Exercise details: Go through the data below. Pull out every line that has the word "street".

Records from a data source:
━━━━━━━━━━━━━━━━━━━━

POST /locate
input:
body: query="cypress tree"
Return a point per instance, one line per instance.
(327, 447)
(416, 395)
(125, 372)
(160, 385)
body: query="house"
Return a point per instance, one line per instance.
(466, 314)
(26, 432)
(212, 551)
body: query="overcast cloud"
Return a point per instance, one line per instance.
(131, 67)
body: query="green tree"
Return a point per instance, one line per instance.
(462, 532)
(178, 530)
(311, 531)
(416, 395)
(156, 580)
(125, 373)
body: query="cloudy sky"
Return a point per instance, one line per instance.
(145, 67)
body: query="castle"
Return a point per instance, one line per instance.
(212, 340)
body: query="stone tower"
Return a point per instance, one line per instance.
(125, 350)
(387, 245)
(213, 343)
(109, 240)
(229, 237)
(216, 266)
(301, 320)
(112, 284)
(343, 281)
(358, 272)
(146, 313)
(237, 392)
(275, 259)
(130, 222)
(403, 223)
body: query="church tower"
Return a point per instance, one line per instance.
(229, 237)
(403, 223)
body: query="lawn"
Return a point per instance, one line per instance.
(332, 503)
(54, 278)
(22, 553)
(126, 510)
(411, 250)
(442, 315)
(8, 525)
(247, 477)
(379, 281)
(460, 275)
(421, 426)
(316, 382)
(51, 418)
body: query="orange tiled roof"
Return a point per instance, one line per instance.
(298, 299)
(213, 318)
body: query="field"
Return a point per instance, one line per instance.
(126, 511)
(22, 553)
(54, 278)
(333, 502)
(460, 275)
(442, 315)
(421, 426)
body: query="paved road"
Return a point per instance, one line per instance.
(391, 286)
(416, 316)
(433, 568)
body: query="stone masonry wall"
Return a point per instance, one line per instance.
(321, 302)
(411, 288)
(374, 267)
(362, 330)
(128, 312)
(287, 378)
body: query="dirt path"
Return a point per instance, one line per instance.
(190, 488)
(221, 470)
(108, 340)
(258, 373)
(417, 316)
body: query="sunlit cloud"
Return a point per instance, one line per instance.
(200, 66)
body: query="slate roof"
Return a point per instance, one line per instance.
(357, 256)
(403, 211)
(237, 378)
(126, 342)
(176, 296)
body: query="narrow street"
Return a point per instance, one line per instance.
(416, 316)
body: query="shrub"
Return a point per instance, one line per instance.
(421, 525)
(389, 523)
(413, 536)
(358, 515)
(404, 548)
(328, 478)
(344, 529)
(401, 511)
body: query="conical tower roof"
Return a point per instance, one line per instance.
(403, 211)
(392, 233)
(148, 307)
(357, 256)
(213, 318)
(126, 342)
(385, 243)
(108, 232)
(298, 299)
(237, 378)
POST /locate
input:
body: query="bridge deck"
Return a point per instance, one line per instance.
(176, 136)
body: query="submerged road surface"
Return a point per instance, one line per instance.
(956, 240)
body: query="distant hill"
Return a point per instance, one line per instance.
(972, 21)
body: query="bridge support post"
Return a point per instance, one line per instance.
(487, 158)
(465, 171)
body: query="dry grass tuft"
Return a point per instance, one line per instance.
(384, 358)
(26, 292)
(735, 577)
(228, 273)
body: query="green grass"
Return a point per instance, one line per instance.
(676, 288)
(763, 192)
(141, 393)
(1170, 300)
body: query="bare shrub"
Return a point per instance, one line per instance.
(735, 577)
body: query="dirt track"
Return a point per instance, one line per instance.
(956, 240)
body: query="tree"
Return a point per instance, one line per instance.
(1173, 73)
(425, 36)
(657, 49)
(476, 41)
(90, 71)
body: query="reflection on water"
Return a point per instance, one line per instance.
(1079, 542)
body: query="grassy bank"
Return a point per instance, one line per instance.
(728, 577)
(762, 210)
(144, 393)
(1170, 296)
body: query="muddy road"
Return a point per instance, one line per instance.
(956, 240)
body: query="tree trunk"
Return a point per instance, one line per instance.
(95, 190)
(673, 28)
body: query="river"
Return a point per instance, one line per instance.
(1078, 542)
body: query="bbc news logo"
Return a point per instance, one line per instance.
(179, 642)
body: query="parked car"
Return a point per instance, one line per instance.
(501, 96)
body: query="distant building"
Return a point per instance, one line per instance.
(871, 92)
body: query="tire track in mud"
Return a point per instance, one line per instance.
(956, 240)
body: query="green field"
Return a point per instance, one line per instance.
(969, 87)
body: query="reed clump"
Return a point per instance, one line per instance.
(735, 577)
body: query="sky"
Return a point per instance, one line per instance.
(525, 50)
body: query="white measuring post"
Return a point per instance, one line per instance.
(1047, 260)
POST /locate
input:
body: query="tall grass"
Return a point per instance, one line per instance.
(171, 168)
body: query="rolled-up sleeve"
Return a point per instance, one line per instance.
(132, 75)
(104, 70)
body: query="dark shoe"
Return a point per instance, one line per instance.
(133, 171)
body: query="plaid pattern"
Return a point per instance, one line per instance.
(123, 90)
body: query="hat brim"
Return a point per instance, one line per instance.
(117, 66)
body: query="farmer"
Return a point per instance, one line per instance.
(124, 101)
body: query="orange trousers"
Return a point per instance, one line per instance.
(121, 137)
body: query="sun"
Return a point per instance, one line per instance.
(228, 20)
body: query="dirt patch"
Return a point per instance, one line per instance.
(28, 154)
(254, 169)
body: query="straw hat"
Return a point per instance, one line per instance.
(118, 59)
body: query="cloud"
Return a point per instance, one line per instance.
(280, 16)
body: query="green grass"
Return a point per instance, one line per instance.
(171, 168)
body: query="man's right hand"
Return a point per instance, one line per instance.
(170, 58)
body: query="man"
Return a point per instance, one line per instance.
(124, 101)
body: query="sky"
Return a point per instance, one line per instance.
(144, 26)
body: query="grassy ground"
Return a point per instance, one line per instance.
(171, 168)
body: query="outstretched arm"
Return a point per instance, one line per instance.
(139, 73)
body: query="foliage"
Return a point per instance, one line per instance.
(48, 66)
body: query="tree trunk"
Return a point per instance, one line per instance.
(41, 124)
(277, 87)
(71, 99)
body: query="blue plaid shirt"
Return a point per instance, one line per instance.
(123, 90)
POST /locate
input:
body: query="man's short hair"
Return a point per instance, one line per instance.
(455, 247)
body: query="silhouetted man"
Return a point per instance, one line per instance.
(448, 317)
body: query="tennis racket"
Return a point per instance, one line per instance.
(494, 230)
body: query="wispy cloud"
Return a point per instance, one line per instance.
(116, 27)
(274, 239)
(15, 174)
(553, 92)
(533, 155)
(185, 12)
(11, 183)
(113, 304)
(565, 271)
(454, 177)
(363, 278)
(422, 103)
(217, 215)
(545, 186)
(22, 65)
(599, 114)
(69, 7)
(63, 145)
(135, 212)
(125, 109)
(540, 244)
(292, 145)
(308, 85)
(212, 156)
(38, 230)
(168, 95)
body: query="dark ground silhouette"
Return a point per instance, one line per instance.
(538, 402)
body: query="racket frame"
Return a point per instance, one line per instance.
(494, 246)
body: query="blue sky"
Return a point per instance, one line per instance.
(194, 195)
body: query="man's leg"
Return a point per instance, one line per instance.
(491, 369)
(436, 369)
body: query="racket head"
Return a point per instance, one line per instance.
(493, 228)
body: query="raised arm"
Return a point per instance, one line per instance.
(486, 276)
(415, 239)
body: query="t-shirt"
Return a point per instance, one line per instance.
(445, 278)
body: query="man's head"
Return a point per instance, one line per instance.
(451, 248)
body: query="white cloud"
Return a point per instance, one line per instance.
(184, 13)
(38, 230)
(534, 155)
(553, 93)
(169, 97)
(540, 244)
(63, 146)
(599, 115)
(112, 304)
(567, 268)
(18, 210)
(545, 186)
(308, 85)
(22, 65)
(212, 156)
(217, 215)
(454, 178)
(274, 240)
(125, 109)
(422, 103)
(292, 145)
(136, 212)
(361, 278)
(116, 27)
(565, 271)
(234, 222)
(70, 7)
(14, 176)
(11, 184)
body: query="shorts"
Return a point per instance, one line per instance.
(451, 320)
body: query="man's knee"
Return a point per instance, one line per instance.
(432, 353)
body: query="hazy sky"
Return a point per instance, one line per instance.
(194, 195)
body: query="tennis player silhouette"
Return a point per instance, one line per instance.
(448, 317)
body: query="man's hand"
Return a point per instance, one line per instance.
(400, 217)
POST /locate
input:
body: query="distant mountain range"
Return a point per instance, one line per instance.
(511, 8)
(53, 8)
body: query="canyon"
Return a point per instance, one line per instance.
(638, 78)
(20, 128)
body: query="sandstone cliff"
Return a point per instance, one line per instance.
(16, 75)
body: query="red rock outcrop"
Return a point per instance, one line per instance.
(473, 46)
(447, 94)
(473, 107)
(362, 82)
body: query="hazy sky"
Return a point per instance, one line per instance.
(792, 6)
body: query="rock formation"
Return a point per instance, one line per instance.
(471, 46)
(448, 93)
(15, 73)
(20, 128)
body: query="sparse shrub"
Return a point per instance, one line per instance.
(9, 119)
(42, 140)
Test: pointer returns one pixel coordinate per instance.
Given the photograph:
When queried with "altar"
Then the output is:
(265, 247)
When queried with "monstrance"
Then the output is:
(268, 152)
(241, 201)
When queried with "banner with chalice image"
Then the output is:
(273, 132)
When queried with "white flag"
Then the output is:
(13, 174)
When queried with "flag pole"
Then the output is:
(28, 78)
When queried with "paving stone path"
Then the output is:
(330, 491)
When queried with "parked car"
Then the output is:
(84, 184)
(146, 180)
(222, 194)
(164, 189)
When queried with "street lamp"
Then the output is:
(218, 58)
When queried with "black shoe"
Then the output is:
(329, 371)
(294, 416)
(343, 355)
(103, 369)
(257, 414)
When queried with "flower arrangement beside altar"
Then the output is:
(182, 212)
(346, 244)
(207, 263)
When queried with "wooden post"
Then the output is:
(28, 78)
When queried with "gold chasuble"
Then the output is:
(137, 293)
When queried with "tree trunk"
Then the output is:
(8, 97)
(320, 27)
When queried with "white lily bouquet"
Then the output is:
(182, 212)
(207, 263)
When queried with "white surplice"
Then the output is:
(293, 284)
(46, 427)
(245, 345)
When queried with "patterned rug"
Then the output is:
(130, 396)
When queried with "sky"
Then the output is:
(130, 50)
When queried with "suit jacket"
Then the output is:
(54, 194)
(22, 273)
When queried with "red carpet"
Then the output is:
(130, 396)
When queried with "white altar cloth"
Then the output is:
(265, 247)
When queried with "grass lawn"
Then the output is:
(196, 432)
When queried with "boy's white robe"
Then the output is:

━━━━━━━━━━━━━━━━━━━━

Result of this exercise:
body: query="narrow street"
When queried with "street lamp"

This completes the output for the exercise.